> _WHAT THIS TASK INVOLVES_: Reproduce the material below without alteration, beginning at the line that contains "of the brown" and continuing through the final line of the material.

> _AVAILABLE DATA_:
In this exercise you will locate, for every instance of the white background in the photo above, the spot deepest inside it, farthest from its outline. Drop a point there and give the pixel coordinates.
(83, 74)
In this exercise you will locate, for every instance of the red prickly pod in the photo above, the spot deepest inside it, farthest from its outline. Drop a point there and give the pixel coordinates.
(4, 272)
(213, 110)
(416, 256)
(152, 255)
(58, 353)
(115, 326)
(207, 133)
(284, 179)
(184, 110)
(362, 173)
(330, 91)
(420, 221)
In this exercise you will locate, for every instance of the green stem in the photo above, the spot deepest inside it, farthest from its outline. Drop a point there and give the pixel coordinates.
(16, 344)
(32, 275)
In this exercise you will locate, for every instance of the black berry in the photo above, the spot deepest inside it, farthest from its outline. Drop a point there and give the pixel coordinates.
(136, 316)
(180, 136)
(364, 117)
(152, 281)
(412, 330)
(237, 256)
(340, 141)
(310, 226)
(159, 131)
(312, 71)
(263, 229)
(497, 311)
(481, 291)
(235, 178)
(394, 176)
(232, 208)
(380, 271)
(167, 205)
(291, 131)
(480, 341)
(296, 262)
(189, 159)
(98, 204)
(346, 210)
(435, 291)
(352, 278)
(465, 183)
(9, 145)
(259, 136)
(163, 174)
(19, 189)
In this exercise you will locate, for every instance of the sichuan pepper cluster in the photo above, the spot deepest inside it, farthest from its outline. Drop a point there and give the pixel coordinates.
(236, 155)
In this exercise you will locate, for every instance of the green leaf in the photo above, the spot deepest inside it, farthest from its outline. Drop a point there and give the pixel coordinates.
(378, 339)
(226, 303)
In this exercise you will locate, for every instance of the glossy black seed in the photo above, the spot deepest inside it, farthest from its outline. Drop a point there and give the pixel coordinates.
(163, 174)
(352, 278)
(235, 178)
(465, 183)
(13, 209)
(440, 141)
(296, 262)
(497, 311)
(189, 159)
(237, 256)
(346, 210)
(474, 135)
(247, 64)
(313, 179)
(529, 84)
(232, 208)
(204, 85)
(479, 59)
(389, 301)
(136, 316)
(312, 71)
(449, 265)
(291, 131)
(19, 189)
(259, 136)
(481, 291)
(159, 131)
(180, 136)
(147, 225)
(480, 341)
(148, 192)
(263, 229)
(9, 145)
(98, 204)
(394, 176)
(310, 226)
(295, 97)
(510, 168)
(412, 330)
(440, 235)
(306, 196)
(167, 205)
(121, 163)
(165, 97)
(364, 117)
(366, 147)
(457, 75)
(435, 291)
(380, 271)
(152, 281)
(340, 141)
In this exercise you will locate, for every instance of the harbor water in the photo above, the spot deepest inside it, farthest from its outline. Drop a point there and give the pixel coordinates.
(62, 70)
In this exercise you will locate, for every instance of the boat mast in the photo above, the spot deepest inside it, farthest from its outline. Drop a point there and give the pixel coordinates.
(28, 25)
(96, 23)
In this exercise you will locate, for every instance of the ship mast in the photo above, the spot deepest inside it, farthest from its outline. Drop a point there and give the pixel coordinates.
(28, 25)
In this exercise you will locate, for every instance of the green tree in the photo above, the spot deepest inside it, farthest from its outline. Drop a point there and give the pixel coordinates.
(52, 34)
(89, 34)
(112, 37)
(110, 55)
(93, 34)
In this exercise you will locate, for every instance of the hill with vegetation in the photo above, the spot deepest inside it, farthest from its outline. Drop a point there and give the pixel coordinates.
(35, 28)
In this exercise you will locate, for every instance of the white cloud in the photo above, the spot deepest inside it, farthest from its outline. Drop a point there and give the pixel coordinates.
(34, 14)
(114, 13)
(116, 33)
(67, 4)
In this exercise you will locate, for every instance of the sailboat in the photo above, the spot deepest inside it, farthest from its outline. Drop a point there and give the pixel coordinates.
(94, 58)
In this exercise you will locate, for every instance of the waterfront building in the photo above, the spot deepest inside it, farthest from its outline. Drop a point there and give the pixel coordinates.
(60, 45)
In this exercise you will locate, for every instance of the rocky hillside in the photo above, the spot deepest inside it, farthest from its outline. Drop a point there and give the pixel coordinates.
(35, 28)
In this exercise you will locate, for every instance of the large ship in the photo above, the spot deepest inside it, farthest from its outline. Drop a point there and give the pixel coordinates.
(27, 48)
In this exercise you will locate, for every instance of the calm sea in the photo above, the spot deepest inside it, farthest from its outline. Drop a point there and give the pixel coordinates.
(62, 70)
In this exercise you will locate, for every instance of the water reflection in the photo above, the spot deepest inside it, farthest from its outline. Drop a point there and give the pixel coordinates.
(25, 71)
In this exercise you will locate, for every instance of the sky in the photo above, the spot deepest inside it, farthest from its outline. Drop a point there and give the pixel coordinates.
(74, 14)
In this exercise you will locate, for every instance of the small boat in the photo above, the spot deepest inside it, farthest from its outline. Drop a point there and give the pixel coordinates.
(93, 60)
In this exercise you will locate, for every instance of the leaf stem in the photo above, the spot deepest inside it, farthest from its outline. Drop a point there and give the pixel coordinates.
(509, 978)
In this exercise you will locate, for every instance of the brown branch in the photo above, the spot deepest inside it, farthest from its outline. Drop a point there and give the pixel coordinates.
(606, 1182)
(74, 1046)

> _EXERCISE RESULT_:
In this exercise you will locate, for every instance of the brown branch in the photo above, the spot deepest inside it, farthest from its outline. Drop a point there and give the pixel coordinates.
(606, 1182)
(74, 1046)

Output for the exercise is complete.